*Textabschnitt*.
^^^^

Räume der Geborgenheit und Heiterkeit
Kindgerechte Planung von Kinderkrippen
Im September 2008 hat das Bundesfamilienministerium per Gesetz festgeschrieben, dass ab 2013 auch Kinder unter drei Jahren einen Rechtsanspruch auf einen Krippenplatz haben. Die Folge: 750.000 Betreuungsplätze für die Kleinsten müssen bis dahin entstehen. Neben der Frage nach Bildung und Betreuung der unter 3-Jährigen stellt sich auch die Frage, wie Kinderbetreuungseinrichtungen den Bedürfnissen der Kinder entsprechend gestaltet werden können.
Da die Kinder oft das erste Mal ihr gewohntes familiäres Umfeld verlassen und in den Krippen ihre ersten Erfahrungen in einer fremden Umgebung machen, ist es besonders wichtig, dass die Räume Sicherheit und Geborgenheit vermitteln.

^^^^

*Aufgabe 1*. Ab welchem Jahr haben laut Textabschnitt auch Kinder unter drei Jahren einen Rechtsanspruch auf einen Krippenplatz?
*Aufgabe 2*. Gib den Textabschnitt von "Räume der Geborgenheit" bis "gestaltet werden können." erneut wieder und ersetze dabei "Krippenplatz" durch "Betreuungsplatz".
Stütze dich ausschließlich auf den Textabschnitt.

*Datenauszug*.
^^^^

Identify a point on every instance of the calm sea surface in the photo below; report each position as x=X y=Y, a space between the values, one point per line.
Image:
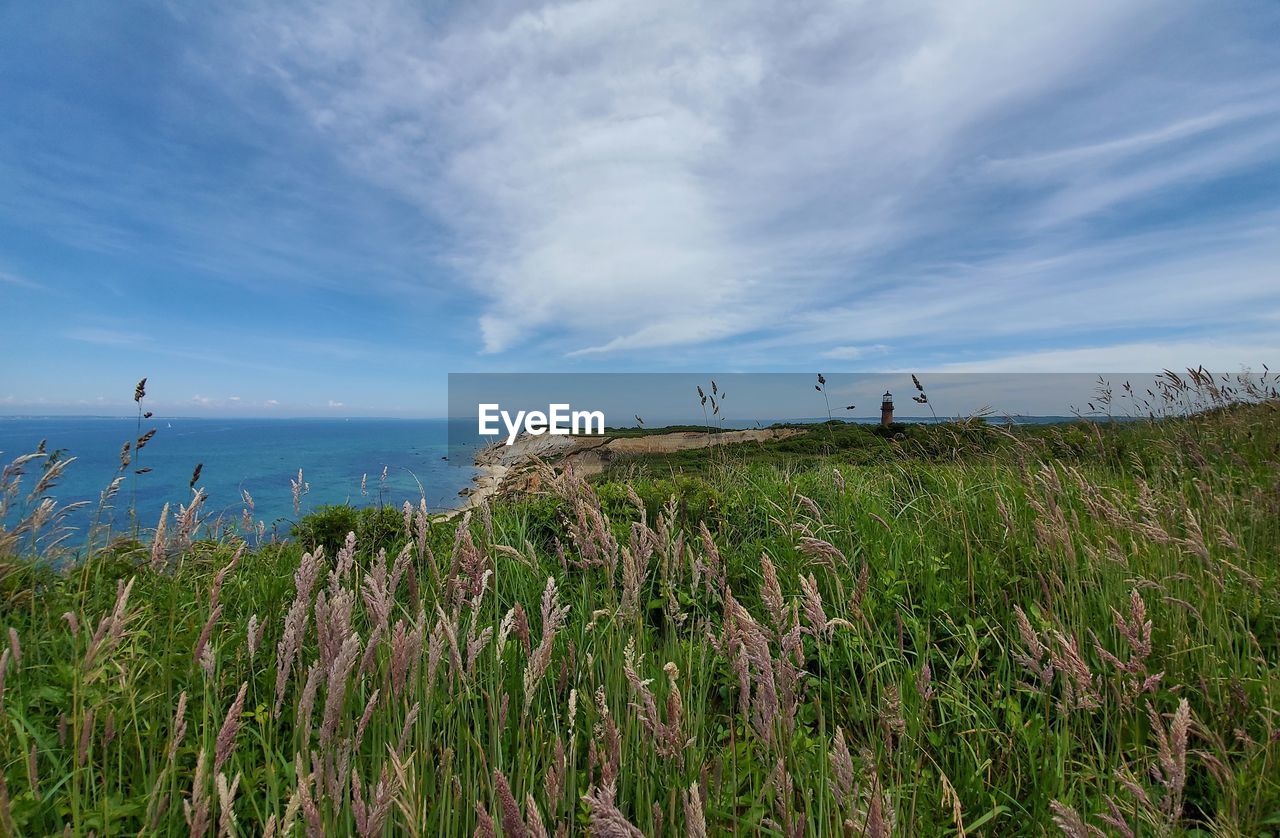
x=257 y=456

^^^^

*Richtige Antwort 1*. Ab 2013.

*Richtige Antwort 2*.
Räume der Geborgenheit und Heiterkeit
Kindgerechte Planung von Kinderkrippen
Im September 2008 hat das Bundesfamilienministerium per Gesetz festgeschrieben, dass ab 2013 auch Kinder unter drei Jahren einen Rechtsanspruch auf einen Betreuungsplatz haben. Die Folge: 750.000 Betreuungsplätze für die Kleinsten müssen bis dahin entstehen. Neben der Frage nach Bildung und Betreuung der unter 3-Jährigen stellt sich auch die Frage, wie Kinderbetreuungseinrichtungen den Bedürfnissen der Kinder entsprechend gestaltet werden können.